Conheçamos e prossigamos em conhecer ao Senhor; a sua saída, com a alva, é certa;
e Ele nós virá como a chuva, como a chuva serôdia que rega a terra.
Oséias 6 : 3

24 de outubro de 2010


         “Andar com fé eu vou, que a fé não costuma faiá...” Certamente, muitos leitores sabem que este verso pertence a uma das mais belas canções da música popular brasileira – Andar com fé, do compositor e cantor Gilberto Gil. E o poeta, que a concebeu, literalmente não falhou, ao afirmar, de forma categórica, que andar e falhar caminham de mãos dadas com a fé. Não basta, portanto, ter somente fé. A posse da fé tem sentido se andarmos com ela; e, ao caminharmos com fé, descobrimos que ela é infalível! O poeta sintetizou a verdade, a experiência e a natureza da fé em um verso singular!
         Vãs seriam todas as tentativas se algum mortal se dispusesse a criar um conceito para fé; ou não haveria linhas suficientes para abarcar o universo que compreende tudo aquilo que é crível, e que, desse modo, existe por causa da fé. A fé, assim, é a força motriz para que a vida daqueles que acreditam em algo ou em alguém tenha sentido pleno, e que, como diz o verso da canção, não costuma falhar. Ratificando bem: não costuma falhar; e se falha, a culpa é exclusivamente nossa, é claro!
         Pense bem na palavra fé: um vocábulo monossílabo, oxítono, e que cabe no bolso de qualquer pessoa! Tão sintético, mas que concentra um vigor capaz de engolir universos inteiros! Aparentemente pequeno e imperceptível, mas imensurável em sua essência abstrata, e responsável por todas as conquistas na vida daqueles que aspiram à vitória como condição fundamental para serem pessoas que buscam incansavelmente a felicidade, que exercem a prática do amor ao próximo, e, sobretudo, carregam dentro dos corações o último dos grandes sentimentos: a esperança.
----------------
- _Exercício A_:
Reúna todas as linhas da listagem que contêm a palavra "green". Diferencie maiúsculas de minúsculas.
----------------
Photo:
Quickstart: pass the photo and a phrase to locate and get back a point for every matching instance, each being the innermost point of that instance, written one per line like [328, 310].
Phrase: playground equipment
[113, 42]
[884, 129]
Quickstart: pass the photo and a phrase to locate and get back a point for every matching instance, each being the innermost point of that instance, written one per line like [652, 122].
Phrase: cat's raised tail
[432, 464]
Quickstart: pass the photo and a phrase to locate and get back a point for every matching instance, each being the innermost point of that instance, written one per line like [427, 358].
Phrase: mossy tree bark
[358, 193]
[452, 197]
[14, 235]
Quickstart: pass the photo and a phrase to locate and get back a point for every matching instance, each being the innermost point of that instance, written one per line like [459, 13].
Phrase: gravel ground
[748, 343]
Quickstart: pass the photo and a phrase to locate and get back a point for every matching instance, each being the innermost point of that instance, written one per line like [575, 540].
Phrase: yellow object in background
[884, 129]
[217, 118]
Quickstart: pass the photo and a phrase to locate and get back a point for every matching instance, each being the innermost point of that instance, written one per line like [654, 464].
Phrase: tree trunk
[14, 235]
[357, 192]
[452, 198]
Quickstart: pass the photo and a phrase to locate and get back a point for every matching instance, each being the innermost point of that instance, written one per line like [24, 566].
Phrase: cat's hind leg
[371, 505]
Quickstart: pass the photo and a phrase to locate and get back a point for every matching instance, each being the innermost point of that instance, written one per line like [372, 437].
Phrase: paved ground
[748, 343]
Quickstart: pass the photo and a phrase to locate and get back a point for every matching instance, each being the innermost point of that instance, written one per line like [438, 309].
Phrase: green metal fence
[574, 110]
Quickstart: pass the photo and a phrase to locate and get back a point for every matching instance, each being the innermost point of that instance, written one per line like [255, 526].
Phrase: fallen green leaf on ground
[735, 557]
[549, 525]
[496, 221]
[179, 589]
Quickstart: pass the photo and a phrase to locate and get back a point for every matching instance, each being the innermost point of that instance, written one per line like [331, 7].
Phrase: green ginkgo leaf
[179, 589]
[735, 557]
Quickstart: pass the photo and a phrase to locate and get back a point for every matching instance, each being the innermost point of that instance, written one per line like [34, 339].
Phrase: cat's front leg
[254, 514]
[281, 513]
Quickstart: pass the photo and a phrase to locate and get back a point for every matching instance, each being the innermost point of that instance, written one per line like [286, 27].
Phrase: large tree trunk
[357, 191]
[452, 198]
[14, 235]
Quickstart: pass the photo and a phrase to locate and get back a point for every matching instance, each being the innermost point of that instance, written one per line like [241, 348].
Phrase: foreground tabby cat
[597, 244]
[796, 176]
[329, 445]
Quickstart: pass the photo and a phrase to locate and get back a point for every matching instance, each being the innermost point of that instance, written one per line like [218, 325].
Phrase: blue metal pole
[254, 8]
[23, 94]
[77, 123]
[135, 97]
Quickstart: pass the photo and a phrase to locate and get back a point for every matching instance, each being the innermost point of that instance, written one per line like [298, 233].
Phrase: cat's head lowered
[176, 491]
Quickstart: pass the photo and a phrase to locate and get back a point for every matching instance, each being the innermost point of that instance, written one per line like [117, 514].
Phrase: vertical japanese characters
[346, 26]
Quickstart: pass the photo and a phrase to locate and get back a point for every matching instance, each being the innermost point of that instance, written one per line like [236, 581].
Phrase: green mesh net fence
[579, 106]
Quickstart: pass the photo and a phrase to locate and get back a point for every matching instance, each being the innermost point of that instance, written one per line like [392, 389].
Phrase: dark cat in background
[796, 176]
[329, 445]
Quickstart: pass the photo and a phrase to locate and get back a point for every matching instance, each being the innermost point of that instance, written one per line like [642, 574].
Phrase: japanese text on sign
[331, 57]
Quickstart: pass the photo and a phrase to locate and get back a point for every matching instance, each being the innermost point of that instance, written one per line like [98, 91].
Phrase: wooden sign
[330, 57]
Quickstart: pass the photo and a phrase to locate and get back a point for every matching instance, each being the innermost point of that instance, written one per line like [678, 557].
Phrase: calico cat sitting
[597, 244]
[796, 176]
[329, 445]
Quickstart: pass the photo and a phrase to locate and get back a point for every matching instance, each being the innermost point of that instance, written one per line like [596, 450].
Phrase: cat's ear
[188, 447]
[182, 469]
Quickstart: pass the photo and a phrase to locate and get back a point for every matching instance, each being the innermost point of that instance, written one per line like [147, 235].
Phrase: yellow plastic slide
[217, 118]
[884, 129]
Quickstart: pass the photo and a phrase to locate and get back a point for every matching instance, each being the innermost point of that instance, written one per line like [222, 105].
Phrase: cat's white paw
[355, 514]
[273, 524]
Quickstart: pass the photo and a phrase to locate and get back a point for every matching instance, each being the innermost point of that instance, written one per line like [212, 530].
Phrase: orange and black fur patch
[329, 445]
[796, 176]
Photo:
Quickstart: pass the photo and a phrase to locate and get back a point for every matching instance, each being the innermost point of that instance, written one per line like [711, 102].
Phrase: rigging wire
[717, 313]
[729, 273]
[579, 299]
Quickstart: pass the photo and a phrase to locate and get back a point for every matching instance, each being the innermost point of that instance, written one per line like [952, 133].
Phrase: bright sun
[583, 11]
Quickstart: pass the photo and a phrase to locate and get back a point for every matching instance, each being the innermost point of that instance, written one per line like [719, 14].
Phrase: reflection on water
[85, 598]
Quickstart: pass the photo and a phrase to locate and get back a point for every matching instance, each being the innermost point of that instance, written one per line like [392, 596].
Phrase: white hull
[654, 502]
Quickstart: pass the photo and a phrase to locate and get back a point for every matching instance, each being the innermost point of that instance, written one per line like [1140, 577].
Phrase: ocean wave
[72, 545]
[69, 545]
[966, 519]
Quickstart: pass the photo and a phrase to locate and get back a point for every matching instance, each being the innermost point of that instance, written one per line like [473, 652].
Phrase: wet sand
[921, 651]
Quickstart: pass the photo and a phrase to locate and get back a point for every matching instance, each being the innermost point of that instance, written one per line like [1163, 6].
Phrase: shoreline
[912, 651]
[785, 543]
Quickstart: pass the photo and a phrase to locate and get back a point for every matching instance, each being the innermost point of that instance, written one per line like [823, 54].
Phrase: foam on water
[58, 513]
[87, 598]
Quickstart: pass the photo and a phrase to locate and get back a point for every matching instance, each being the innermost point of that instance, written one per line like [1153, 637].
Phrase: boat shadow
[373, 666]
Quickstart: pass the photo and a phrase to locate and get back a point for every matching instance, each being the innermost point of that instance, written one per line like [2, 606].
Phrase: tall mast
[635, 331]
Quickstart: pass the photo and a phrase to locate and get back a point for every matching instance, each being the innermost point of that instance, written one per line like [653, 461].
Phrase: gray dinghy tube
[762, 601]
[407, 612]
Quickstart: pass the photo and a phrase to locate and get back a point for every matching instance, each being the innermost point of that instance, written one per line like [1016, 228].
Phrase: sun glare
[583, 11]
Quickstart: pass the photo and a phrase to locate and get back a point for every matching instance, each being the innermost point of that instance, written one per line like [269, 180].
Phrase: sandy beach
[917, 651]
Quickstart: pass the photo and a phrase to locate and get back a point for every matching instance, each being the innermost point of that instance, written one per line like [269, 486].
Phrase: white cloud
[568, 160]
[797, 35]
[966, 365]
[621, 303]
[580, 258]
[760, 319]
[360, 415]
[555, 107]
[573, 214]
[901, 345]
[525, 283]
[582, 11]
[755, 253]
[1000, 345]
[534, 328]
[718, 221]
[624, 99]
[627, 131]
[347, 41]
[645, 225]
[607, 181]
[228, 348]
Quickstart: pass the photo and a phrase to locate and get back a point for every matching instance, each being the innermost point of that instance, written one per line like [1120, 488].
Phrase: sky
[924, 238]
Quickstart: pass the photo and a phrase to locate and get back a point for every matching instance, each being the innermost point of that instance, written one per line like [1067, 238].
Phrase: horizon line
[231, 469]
----------------
- _Exercício B_:
No trecho do texto, de qual canção é o verso "Andar com fé eu vou"?

- _Resolução completa A_:
Phrase: green metal fence
Phrase: fallen green leaf on ground
Phrase: green ginkgo leaf
Phrase: green mesh net fence

- _Resolução completa B_:
Da canção Andar com fé, do compositor e cantor Gilberto Gil.